Start of WORKING DATA

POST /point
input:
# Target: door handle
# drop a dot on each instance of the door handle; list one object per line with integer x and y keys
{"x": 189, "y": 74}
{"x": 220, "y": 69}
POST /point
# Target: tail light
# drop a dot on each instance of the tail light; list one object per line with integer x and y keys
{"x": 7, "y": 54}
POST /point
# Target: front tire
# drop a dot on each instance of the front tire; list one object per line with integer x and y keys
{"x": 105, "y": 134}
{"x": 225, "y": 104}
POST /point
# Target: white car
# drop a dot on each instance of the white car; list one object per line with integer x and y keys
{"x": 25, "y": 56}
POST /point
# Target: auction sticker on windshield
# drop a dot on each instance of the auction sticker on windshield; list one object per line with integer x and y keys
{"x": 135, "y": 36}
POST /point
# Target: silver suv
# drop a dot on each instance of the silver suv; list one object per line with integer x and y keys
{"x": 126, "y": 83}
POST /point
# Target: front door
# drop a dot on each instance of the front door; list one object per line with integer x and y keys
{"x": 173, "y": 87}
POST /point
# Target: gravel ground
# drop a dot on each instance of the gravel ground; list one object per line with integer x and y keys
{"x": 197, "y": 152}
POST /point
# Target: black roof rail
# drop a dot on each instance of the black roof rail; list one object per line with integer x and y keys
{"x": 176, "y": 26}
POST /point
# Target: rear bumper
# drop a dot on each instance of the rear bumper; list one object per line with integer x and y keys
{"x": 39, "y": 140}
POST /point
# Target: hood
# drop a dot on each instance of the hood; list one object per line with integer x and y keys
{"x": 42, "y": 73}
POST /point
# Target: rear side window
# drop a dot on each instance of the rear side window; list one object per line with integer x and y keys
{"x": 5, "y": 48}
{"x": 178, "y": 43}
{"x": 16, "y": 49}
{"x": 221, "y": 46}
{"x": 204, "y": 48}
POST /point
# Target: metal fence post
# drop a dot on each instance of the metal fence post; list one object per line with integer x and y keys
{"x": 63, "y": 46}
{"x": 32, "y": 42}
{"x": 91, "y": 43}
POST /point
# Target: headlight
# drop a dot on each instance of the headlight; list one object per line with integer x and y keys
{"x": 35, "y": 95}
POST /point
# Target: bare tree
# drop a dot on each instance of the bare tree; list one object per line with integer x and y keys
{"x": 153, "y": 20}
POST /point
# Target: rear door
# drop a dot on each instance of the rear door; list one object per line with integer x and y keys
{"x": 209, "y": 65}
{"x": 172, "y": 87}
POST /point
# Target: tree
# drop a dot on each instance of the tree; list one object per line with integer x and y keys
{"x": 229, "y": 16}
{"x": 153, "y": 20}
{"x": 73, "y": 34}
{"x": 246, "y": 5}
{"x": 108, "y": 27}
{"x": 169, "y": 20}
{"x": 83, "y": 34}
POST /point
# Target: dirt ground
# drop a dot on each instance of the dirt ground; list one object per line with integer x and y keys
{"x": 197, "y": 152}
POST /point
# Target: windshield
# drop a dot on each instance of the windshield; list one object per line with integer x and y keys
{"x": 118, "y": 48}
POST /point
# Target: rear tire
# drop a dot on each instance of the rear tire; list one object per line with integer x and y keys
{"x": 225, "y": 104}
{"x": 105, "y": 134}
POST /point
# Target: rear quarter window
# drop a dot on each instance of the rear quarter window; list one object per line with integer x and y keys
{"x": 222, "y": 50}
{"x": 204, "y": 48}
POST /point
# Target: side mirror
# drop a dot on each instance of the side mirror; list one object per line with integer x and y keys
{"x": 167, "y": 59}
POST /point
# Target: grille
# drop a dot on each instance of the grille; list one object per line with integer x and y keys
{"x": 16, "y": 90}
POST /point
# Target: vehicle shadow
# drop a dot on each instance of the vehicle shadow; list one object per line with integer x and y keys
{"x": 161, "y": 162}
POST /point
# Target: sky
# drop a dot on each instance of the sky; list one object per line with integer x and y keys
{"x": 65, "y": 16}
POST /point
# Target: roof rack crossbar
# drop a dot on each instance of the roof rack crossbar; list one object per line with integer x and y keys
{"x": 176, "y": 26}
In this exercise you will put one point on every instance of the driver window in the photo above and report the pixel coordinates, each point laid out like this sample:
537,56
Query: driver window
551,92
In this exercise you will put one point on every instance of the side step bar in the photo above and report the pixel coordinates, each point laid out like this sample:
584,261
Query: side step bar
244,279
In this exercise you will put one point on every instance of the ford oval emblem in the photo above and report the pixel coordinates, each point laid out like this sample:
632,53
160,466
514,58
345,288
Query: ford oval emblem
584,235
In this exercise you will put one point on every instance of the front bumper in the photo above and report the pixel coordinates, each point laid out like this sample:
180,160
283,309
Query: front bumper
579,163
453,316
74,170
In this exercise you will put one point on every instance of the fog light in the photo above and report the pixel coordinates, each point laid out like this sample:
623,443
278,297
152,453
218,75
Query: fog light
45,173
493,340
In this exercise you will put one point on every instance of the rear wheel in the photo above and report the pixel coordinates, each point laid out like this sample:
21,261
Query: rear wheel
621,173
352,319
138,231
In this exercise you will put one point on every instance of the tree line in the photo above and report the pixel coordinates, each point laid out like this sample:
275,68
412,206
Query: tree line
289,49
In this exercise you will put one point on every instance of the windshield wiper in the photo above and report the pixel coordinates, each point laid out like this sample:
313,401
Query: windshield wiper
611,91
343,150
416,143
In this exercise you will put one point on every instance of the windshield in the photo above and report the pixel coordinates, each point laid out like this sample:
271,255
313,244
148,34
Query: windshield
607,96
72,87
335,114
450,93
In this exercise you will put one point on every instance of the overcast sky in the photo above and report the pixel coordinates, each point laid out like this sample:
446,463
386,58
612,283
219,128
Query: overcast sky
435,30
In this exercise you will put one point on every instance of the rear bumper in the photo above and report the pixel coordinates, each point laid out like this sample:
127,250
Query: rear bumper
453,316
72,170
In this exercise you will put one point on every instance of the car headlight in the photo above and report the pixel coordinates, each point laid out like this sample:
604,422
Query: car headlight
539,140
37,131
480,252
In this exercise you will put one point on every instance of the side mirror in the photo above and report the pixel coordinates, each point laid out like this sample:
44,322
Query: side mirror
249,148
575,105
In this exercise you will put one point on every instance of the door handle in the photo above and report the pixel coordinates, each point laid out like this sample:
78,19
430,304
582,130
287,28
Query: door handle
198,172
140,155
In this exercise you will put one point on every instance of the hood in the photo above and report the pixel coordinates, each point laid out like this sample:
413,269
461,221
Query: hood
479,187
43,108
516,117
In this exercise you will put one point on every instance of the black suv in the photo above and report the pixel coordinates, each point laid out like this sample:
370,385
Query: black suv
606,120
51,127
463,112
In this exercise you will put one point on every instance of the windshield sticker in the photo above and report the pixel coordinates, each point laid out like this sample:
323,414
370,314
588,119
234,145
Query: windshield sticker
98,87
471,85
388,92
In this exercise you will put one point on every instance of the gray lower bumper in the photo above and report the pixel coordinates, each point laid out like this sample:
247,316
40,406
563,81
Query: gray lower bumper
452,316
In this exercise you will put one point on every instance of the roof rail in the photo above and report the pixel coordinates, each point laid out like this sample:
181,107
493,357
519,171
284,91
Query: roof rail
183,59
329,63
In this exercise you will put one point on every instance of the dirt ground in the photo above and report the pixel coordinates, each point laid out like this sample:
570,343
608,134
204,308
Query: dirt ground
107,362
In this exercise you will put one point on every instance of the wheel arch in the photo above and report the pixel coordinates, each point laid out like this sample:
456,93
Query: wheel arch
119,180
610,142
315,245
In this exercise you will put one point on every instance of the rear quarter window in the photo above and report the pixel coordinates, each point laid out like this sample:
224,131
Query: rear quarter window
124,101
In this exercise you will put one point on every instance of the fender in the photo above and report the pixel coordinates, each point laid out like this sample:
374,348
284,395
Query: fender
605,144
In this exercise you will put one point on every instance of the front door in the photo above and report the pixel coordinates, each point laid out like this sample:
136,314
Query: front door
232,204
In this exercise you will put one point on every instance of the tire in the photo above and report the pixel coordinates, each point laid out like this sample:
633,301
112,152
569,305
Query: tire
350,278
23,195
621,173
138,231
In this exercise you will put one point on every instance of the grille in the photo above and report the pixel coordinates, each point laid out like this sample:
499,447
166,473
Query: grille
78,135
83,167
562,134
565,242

End of WORKING DATA
Start of WORKING DATA

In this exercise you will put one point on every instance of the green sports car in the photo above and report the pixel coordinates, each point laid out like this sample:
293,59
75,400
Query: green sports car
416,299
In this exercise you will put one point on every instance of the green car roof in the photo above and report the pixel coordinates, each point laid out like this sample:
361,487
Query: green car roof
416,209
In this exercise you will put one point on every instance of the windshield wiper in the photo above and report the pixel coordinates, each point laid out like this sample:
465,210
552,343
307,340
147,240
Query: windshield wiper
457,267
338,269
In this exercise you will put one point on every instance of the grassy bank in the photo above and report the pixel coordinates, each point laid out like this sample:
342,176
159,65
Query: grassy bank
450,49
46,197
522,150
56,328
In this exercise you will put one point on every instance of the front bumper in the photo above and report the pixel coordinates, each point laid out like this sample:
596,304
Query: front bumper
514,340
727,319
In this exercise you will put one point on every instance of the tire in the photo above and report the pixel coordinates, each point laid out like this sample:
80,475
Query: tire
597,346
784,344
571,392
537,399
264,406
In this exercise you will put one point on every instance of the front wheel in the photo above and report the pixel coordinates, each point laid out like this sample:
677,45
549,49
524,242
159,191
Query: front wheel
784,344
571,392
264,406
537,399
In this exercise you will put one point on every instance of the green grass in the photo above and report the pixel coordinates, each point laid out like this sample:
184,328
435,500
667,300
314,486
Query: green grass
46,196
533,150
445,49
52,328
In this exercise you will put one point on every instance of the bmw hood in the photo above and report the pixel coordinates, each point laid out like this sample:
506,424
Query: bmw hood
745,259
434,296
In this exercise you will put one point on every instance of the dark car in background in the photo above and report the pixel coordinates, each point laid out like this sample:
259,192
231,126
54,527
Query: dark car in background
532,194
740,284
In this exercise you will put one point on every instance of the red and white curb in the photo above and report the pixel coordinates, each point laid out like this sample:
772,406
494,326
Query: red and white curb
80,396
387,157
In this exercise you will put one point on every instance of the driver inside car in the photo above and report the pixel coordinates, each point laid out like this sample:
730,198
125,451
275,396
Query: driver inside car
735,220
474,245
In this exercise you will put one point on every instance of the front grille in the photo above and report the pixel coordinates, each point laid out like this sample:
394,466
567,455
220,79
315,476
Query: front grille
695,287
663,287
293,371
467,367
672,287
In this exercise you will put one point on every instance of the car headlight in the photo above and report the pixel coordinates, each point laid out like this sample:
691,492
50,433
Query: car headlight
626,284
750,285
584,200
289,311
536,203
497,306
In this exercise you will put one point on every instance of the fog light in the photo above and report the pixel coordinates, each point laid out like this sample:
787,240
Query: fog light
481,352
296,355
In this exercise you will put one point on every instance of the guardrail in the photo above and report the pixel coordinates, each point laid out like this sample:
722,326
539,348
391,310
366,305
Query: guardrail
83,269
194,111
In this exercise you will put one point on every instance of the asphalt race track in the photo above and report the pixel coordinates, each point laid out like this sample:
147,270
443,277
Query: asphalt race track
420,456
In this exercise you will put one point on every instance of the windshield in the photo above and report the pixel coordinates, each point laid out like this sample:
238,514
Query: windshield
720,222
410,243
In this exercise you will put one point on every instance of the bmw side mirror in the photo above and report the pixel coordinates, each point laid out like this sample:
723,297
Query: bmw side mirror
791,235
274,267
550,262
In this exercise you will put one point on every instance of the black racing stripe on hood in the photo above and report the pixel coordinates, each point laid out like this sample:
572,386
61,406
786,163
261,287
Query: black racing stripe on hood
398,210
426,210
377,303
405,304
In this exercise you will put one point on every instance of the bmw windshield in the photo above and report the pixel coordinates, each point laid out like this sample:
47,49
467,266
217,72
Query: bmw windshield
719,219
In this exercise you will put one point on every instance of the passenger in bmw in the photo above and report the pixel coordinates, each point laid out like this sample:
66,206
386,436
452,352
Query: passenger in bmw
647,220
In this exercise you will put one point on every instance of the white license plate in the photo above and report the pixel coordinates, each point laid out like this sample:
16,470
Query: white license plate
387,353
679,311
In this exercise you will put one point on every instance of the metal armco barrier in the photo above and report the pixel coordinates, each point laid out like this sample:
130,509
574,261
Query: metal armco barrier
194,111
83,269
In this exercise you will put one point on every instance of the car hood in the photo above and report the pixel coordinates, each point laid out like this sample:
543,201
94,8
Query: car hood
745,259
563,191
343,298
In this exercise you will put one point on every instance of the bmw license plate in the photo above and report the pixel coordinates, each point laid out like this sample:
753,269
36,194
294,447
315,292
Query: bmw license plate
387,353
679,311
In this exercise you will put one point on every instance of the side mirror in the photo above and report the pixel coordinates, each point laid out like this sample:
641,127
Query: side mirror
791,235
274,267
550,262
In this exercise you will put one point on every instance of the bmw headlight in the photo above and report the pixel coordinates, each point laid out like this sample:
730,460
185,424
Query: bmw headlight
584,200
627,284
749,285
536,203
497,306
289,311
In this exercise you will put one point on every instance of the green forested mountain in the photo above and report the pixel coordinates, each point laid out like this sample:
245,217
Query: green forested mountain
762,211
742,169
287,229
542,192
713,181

End of WORKING DATA
Start of WORKING DATA

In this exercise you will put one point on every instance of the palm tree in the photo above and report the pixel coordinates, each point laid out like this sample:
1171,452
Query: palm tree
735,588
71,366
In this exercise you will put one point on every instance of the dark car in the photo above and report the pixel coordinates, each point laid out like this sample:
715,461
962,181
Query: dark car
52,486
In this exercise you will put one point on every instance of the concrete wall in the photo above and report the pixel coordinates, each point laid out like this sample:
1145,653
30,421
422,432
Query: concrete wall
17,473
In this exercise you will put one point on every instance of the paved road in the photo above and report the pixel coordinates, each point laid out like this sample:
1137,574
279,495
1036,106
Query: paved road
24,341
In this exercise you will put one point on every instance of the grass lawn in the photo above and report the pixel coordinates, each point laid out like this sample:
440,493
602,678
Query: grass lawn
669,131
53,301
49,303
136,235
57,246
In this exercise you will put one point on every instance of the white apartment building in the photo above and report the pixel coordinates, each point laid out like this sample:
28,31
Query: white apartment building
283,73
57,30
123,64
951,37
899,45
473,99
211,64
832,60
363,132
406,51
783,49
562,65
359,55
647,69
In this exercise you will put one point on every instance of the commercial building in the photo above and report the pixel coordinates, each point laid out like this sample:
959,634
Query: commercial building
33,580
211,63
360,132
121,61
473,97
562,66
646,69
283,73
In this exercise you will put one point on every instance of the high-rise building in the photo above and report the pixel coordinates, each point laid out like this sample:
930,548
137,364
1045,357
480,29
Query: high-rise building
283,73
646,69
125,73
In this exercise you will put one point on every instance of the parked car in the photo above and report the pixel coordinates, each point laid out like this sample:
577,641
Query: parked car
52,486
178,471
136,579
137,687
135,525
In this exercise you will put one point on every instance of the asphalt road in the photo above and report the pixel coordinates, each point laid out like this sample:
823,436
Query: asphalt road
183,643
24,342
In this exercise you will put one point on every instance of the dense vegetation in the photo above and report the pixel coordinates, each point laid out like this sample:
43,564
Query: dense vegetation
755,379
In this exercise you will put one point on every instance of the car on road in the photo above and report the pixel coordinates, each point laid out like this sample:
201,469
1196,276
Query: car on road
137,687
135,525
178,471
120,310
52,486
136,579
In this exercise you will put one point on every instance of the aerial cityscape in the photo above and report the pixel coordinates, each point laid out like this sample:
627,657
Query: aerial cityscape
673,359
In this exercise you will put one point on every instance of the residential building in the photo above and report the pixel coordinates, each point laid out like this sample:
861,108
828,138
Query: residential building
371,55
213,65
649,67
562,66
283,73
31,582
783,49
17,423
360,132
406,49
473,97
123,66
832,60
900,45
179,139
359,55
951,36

End of WORKING DATA

* WORK INSTRUCTIONS: Which lines in the material contain the word "rise"? Select and copy each one.

* FINAL RESULT:
In this exercise you will put one point on every instance of the high-rise building in the photo above and report the pixel coordinates, each point laid out like this sample:
Query: high-rise building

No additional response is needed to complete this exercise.